■ **STORED ROWS**
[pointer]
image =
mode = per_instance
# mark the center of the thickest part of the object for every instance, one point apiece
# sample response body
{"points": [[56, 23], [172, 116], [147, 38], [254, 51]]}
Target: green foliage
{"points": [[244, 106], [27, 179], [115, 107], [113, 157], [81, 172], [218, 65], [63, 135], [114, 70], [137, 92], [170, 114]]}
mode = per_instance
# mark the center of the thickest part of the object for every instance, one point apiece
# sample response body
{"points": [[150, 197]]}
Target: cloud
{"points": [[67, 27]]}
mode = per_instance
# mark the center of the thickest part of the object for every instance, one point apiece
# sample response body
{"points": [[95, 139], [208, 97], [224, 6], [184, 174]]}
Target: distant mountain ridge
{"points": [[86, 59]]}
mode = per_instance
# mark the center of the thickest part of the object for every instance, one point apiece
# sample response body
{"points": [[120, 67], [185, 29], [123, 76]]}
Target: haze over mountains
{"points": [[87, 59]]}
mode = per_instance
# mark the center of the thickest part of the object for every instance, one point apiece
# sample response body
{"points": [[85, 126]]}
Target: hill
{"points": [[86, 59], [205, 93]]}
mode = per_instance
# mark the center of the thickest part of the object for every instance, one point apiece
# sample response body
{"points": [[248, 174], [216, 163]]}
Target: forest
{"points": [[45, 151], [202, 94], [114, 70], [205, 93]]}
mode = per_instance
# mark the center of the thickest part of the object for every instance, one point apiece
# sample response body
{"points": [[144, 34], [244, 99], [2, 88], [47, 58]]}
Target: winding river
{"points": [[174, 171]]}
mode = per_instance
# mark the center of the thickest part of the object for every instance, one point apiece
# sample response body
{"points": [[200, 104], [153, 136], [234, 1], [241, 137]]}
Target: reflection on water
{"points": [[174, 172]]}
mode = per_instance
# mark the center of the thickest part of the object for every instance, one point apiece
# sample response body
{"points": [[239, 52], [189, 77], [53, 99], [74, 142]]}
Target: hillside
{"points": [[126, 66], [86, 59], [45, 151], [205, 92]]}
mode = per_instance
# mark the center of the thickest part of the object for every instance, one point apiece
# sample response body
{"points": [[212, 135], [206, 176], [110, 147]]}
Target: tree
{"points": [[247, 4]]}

■ **EXERCISE DETAILS**
Rewrite every line of the entries above as a single numbered list, leaving out any blank lines.

■ **SOLUTION FOR THIS TASK**
1. [pointer]
2. image =
3. mode = per_instance
4. # mark the center of the thickest part of the object for every instance, one point apiece
5. # sample response body
6. {"points": [[56, 23], [172, 116], [147, 38], [254, 51]]}
7. Target: green foliage
8. {"points": [[244, 106], [27, 179], [115, 107], [113, 157], [81, 172], [218, 65], [63, 135], [114, 70], [137, 92], [170, 114]]}
9. mode = per_instance
10. # mark the center of the thickest part of the object for every instance, one point apiece
11. # sample response body
12. {"points": [[150, 197]]}
13. Target: cloud
14. {"points": [[67, 27]]}
15. mode = per_instance
16. # mark the center of the thickest part of the object for every instance, one point apiece
17. # sample response body
18. {"points": [[95, 139], [208, 97], [224, 6], [184, 174]]}
19. Target: distant mountain ridge
20. {"points": [[86, 59]]}
21. mode = per_instance
22. # mark the center of the thickest part of the object for every instance, one point apiece
23. # sample response body
24. {"points": [[120, 67], [185, 29], [123, 76]]}
25. Target: haze over mountains
26. {"points": [[87, 59]]}
27. mode = per_instance
28. # mark the center of the thickest part of the object for every instance, one point apiece
29. # sample response body
30. {"points": [[85, 126]]}
31. Target: hill
32. {"points": [[86, 59], [205, 93]]}
33. mode = per_instance
34. # mark the center of the thickest part of the object for every instance, one point apiece
35. # sample response body
36. {"points": [[248, 174], [216, 163]]}
37. Target: forest
38. {"points": [[45, 151], [202, 94], [114, 70], [205, 93]]}
39. mode = per_instance
40. # mark the center of the thickest part of the object for every instance, one point apiece
41. # sample response body
42. {"points": [[144, 34], [244, 99], [2, 88], [47, 58]]}
43. Target: winding river
44. {"points": [[174, 171]]}
45. mode = per_instance
46. # mark the center of the thickest part of the object for every instance, one point apiece
47. # sample response body
48. {"points": [[200, 104], [153, 136], [234, 1], [241, 137]]}
49. Target: reflection on water
50. {"points": [[174, 172]]}
51. mode = per_instance
52. # mark the center of the thickest part of the object for every instance, one point apiece
53. # sample response body
54. {"points": [[239, 52], [189, 77], [53, 99], [74, 142]]}
55. Target: hillside
56. {"points": [[126, 66], [86, 59], [45, 151], [205, 92]]}
57. mode = per_instance
58. # mark the center of the thickest part of the object for every instance, one point apiece
59. # sample response body
60. {"points": [[212, 135], [206, 176], [110, 147]]}
61. Target: tree
62. {"points": [[247, 4]]}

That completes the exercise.